● **ФРАГМЕНТ ДОКУМЕНТА**
::::

В 1975—1978 гг. создавались различные курдские группировки со всем спектром политических воззрений: маоистская группа «КАВА» и проалбанская «КАВА-РЕД», «Национальные освободители Курдистана», Социалистическая партия Турецкого Курдистана, «Ала Рызгари» («Знамя освобождения»); сама же ДПТК с принятием в 1977 г. новой программы стала Партией рабочих Курдистана. Многие из них пользовались поддержкой крестьянства и немногочисленной буржуазии. Всего к началу 1980-х гг. на внутриполитической арене Турции действовало порядка 10 нелегальных курдских группировок. Говоря о турецко-курдском конфликте и о становлении курдского движения, нельзя не рассмотреть идеологию и деятельность Рабочей партии Курдистана (РПК) во главе с ее лидером Абдуллой Оджаланом.

Рабочая партия Курдистана в авангарде общенациональной курдской борьбы

В целом становление идеологии Рабочей партии Курдистана (РПК) отражает глубинную суть самого турецко-курдского конфликта. Стратегический союз курдской национальной идеи с марксизмом был возможен при наличии подходящих социально-экономических условий. Именно поэтому религиозные мотивы, которые упоминались при восстании шейха Саида 1925 г., и традиционные племенные отношения сменились левой идеологией с идеей особой роли трудового класса в избавлении от социальных бед. Этому способствовала диспропорция в экономическом развитии западных и юго-восточных провинций Турции.

Идеологи партии рассматривали курдский национализм в качестве предтечи оформления прогрессивных сил в Курдистане, который должен был трансформироваться во всеобщее рабочее движение в регионе. Данные факторы позволяют турецкому исследователю Х. Явузу отмечать, что «именно социальная неустроенность, невозможность в тот период для молодых курдов найти работу, а также общая политическая нестабильность в стране» оказали воздействие на этот удивительный синтез курдской национальной идеи и марксизма, что привело к «идеологии курдского национализма крайне левого толка» [14].

::::

(Сохранённые записи)
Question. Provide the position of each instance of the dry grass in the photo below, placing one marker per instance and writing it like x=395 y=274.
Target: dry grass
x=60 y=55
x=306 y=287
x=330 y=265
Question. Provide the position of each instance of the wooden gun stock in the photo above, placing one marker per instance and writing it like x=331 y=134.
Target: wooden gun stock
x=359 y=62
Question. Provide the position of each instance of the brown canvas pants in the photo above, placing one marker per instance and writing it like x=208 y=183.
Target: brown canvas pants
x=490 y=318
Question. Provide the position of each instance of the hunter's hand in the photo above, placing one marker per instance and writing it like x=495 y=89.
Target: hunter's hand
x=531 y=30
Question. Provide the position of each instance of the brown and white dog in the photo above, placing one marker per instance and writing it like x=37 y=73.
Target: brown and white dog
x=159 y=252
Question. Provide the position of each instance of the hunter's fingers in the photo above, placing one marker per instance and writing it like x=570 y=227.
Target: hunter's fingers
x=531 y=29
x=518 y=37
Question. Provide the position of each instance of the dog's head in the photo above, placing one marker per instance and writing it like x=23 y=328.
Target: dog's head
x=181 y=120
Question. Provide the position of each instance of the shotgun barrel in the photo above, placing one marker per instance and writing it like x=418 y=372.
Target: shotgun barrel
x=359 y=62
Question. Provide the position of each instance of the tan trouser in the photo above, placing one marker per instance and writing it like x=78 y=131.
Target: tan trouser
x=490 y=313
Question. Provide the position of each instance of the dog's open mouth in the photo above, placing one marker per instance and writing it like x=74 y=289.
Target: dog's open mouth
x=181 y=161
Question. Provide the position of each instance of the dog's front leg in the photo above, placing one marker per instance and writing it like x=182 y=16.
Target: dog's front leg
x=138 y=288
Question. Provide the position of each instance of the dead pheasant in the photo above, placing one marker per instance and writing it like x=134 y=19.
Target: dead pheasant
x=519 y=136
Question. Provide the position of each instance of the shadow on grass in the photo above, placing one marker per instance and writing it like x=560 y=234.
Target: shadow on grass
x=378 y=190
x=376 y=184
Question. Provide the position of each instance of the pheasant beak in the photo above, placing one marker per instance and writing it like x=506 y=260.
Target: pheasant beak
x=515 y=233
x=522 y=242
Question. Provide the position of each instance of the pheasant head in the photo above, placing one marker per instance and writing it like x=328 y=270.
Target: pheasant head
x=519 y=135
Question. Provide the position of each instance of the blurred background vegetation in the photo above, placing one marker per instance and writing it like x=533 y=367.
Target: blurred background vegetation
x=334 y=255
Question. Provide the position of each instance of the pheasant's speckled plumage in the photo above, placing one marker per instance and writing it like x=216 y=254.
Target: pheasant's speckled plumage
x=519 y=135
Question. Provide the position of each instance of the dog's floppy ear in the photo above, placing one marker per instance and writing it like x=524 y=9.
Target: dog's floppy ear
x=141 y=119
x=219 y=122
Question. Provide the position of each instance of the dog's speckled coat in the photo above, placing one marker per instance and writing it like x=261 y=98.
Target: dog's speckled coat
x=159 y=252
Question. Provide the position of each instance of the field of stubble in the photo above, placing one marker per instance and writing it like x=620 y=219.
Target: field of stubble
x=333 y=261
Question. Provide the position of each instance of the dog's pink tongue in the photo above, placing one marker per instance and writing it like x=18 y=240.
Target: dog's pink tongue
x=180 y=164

::::

● **ЗАДАНИЕ 1**
Назовите все курдские группировки, которые, согласно фрагменту документа, создавались в 1975—1978 гг.
● **ЗАДАНИЕ 2**
Перепишите записи, начиная со строки, содержащей «like x=18 y=240.», и заканчивая последней строкой записей. Замените «dog's pink tongue» на «dog's red tongue», остальное оставьте без изменений.
Фрагмент документа и записи представляют собой самостоятельные, не связанные между собой материалы.

● **РЕЗУЛЬТАТ ВЫПОЛНЕНИЯ 1**
- маоистская группа «КАВА»
- проалбанская «КАВА-РЕД»
- «Национальные освободители Курдистана»
- Социалистическая партия Турецкого Курдистана
- «Ала Рызгари» («Знамя освобождения»)

● **РЕЗУЛЬТАТ ВЫПОЛНЕНИЯ 2**
Question. Provide the position of each instance of the dog's red tongue in the photo above, placing one marker per instance and writing it like x=18 y=240.
Target: dog's red tongue
x=180 y=164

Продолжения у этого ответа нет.